══ Excerpted text ══

AP Photo/South Bend Tribune, Jim Rider
Operation Rescue founder Randall Terry, left, is stopped on his way to the University of Notre Dame administration building in South Bend, Ind., by a Notre Dame police officer, on April 30, 2009.
May 17, 2009 | Randall Terry, the aging warrior of Operation Rescue, is now leading the charge against the University of Notre Dame for inviting President Obama to deliver its commencement address on Sunday, and for awarding him an honorary doctorate. Terry has been damaging the antiabortion cause for the last 25 years, and his Obama protest will likewise fall flat.
The Operation Rescue zealot turned off a lot of working-class people who were nervous about whether abortion might have become "too easy" years back, by unleashing a few thousand die-hards who began chaining themselves to clinic doors and barging into operating rooms in the '70s to "save the babies." The idea that anything goes in fighting abortion died along with five abortion providers and one clinic escort shot to death between 1993 and 1998. Unapologetic, Terry recently converted to Catholicism, and was arrested at Notre Dame walking around with a stroller occupied by a baby doll covered in blood.

═══
══ Data section ══

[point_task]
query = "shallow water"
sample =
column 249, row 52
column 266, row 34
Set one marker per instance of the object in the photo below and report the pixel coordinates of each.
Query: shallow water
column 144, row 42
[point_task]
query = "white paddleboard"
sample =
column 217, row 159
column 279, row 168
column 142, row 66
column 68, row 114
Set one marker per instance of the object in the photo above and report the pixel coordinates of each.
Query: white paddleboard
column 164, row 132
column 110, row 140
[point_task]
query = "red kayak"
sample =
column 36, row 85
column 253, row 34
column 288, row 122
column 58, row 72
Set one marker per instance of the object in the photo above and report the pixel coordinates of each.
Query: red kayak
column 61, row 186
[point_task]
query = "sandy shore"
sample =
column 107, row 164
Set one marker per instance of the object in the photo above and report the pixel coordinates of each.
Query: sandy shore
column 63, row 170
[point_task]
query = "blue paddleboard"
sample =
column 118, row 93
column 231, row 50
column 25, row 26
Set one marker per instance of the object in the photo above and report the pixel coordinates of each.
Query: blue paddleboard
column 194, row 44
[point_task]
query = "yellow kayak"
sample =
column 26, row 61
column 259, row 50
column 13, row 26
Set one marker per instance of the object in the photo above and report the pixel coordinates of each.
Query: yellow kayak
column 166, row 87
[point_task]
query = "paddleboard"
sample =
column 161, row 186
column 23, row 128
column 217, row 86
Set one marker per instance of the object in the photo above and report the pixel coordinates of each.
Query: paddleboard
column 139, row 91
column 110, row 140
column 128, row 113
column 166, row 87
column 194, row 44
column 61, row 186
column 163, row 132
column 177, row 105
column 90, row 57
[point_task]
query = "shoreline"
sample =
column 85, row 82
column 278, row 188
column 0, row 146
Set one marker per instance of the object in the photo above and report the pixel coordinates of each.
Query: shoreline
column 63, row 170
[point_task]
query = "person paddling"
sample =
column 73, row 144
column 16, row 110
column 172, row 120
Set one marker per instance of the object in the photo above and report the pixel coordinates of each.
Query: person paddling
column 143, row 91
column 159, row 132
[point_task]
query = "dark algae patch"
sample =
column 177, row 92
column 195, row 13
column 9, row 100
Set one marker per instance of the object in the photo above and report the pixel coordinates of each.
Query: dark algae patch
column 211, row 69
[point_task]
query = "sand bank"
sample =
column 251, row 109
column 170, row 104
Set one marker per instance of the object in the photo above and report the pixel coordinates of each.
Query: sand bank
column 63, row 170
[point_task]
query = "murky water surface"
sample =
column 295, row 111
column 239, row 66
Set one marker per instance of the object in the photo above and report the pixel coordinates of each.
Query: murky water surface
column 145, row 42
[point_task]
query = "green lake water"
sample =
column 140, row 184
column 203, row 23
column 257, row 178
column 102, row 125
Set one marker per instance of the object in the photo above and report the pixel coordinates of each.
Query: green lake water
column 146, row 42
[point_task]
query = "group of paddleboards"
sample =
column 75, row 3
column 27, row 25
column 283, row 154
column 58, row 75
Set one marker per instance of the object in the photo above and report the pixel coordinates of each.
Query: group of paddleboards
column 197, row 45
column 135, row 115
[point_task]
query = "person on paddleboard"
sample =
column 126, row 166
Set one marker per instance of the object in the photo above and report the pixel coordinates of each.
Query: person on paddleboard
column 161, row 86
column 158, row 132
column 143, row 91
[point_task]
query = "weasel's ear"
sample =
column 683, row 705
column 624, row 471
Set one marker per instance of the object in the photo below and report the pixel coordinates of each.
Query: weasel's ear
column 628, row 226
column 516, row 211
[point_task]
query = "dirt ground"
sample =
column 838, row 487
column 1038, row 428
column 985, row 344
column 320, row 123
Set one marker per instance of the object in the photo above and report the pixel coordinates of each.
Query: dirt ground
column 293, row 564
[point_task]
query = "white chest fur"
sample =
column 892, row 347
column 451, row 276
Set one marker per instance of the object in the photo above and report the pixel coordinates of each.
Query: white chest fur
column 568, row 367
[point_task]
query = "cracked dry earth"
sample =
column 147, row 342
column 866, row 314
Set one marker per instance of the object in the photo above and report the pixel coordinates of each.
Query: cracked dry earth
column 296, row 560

═══
══ Data section ══

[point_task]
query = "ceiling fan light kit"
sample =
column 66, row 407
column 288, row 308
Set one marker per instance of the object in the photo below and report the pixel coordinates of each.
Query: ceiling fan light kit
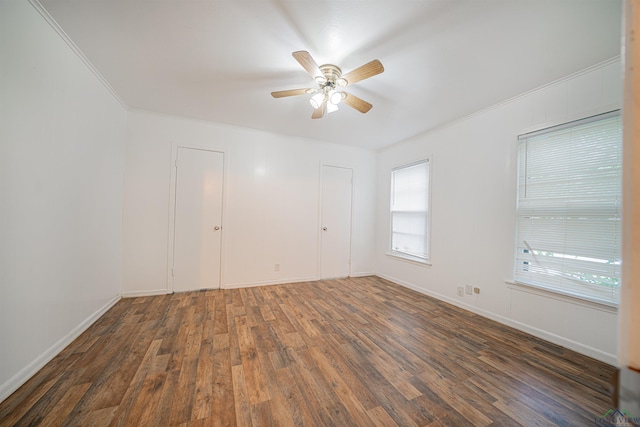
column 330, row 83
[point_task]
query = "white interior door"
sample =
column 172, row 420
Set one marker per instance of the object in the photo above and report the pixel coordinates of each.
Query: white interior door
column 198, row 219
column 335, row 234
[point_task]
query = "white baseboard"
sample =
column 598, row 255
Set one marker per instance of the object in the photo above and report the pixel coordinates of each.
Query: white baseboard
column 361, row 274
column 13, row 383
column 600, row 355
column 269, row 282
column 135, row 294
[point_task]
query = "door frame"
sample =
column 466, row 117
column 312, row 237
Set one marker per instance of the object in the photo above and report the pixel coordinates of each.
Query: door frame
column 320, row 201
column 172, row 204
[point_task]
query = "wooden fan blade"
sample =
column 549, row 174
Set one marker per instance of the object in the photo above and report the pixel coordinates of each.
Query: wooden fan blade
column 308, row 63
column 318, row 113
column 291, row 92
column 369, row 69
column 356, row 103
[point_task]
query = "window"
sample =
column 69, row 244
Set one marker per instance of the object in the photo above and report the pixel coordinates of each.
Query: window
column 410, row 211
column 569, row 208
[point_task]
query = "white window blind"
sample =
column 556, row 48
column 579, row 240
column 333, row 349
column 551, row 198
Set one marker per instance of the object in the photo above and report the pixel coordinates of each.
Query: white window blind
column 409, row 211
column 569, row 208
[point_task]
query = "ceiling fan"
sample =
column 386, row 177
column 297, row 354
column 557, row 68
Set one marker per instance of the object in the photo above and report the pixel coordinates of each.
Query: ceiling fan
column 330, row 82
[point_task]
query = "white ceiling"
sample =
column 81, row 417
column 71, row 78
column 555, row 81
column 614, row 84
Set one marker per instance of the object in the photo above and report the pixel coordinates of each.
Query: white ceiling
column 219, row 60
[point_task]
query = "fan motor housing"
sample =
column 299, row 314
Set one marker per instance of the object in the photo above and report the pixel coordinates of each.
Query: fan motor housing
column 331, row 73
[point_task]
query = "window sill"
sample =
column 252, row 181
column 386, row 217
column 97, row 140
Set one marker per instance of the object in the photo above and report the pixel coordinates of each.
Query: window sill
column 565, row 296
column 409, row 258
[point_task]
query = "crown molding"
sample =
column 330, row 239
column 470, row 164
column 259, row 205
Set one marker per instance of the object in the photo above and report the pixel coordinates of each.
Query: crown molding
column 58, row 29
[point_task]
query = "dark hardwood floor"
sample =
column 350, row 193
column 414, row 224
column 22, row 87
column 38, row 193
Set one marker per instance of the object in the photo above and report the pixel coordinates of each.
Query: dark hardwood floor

═══

Problem to solve:
Carry on the article about Randall Terry's protest at Notre Dame, starting after its last sentence.

Response to the exercise:
Now Terry, Alan Keyes and other Catholic extremists will besiege Notre Dame on Sunday, trying to get some press for their goal of making abortion illegal -- a position that has been abandoned by just about everyone in the antiabortion movement, and rejected by a majority of Catholics. Obama tossed the final shovelful of sand into their grave when he combined the "visionary" proposition that women are best suited to make the decision about what to do when they get pregnant, with the pragmatic goal of making the abortion decision less necessary. That's change many progressive, pro-life Catholics can believe in.
The Catholic bishops have taken an equally hard line on abortion, although one is not likely to see any of them wheeling baby buggies with Terry. Seventy-four of the nation's 300 bishops have publicly criticized Notre Dame for its invitation to Obama and it appears there will be no red or violet zuchetti interspersed with academic mortarboards and tams on the dais. What a shame that U.S. church officials are so single-minded on abortion that they cannot honor our president. It was Notre Dame's former president Ted Hesburgh who decried the bishops' unyielding opposition to abortion, by noting that they were willing to see candidates for public office who agreed with the church's social agenda 95 percent of the time lose to those who only agreed with us on abortion.